> _Data to process_
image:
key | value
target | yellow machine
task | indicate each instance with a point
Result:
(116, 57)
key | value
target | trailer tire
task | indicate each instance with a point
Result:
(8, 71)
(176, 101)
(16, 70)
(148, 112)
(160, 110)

> _What you will do_
All of the entries must be quoted exactly; please include each one.

> _Reply_
image:
key | value
target | yellow machine
task | indicate each instance with a point
Result:
(116, 57)
key | value
target | trailer tire
task | indicate each instance with a point
Result:
(8, 71)
(176, 101)
(16, 70)
(148, 112)
(160, 110)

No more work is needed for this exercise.